_Tasks to perform_
**1.** In the anomaly detection text, for what kind of datasets is the metrics-based approach best suited?
**2.** Can you write out the records again, switching "tall tree" to "pine tree" and keeping everything else the same?
[START Document]
We also use a concept of Anomaly Scoring to tune the Pattern Skyline algorithm. Anomaly Scoring improves alert integrity, reducing false positives and negating alert fatigue. We also refine the algorithm to account for repetitive behavior (e.g., recurring batch jobs) and normal fluctuations in log volume.
Anomaly Detection in Metrics
Another approach to AI anomaly detection leverages metrics. Here, your observability platform baselines each time series dataset. In doing so, it learns normal traffic patterns, error rates, CPU utilization, and so on. By creating baselines to understand what is "normal," you can pinpoint any “abnormal” behavior.
This approach is best suited for datasets that indicate strong trends. Otherwise, you can experience alert fatigue.
How Edge Delta Handles Anomaly Detection for Metrics
Edge Delta runs time series anomaly detection on both:
- Metrics scraped directly from the data source
- Metrics extracted from log events
We can also detect anomalies in data collected by individual agents, as well as data aggregated from multiple agents.
[END Document]
[START Excerpted records]
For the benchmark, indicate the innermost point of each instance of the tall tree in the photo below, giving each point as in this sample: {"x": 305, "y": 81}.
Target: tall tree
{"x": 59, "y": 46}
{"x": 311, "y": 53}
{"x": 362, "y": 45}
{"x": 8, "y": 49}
[END Excerpted records]
_Outputs for the tasks_
**1.** Datasets that indicate strong trends.

**2.**
For the benchmark, indicate the innermost point of each instance of the pine tree in the photo below, giving each point as in this sample: {"x": 305, "y": 81}.
Target: pine tree
{"x": 59, "y": 46}
{"x": 311, "y": 53}
{"x": 362, "y": 45}
{"x": 8, "y": 49}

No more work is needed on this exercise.